» **Work request**: Retype the listing without any alteration.

═══ Data supplied

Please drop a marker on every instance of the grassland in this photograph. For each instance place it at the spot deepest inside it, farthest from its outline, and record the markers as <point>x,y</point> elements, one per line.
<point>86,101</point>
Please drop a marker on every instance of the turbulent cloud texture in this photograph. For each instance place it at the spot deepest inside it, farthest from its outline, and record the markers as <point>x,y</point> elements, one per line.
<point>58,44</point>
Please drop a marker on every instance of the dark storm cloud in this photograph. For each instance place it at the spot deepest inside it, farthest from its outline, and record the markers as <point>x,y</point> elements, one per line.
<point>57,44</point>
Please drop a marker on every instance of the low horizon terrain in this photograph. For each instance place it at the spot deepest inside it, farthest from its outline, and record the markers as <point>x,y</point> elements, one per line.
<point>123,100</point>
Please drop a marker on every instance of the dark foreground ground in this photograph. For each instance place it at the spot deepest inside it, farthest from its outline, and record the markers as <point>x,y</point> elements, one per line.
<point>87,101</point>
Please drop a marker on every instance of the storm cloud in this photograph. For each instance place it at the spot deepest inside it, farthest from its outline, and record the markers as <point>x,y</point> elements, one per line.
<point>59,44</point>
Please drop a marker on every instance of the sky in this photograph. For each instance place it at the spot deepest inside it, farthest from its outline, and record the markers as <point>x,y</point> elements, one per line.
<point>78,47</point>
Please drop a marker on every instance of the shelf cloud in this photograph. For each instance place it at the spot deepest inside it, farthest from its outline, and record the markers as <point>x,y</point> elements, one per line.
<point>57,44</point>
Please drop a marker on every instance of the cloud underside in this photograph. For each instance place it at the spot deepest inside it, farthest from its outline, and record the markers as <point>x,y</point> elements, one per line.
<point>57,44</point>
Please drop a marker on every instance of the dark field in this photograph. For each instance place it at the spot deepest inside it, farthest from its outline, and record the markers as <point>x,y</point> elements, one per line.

══════

» **Task solution**:
Please drop a marker on every instance of the grassland in this photograph. For each instance place it at the spot deepest inside it, farthest from its outline, and record the markers as <point>x,y</point> elements, one per line.
<point>86,101</point>
Please drop a marker on every instance of the turbulent cloud texture in this photograph. For each instance place it at the spot deepest inside it, farthest from its outline, and record the markers as <point>x,y</point> elements, one per line.
<point>58,44</point>
Please drop a marker on every instance of the dark storm cloud in this photograph. For each instance place it at the spot deepest inside it, farthest from its outline, and record the markers as <point>x,y</point> elements, one per line.
<point>57,44</point>
Please drop a marker on every instance of the low horizon terrain in this photograph. For each instance place it at the spot deepest inside it, farthest from its outline, and record the markers as <point>x,y</point> elements, one per line.
<point>123,100</point>
Please drop a marker on every instance of the dark foreground ground in this photograph. For each instance place it at the spot deepest inside it, farthest from its outline, and record the markers as <point>x,y</point> elements, one per line.
<point>87,101</point>
Please drop a marker on every instance of the storm cloud in this photograph. For each instance place it at the spot deepest inside it, farthest from its outline, and record the markers as <point>x,y</point> elements, one per line.
<point>59,44</point>
Please drop a marker on every instance of the sky in this photograph. For each instance place it at the spot deepest inside it, farthest from its outline, and record the markers as <point>x,y</point> elements, one per line.
<point>78,47</point>
Please drop a marker on every instance of the shelf cloud in this photograph. For each instance place it at the spot deepest inside it, farthest from its outline, and record the markers as <point>x,y</point> elements, one per line.
<point>57,44</point>
Please drop a marker on every instance of the cloud underside in this photograph. For each instance place it at the spot deepest inside it, farthest from its outline, and record the markers as <point>x,y</point> elements, one per line.
<point>57,44</point>
Please drop a marker on every instance of the dark field in this photograph. For each instance place it at the spot deepest inside it, farthest from its outline, and record the markers as <point>x,y</point> elements, one per line.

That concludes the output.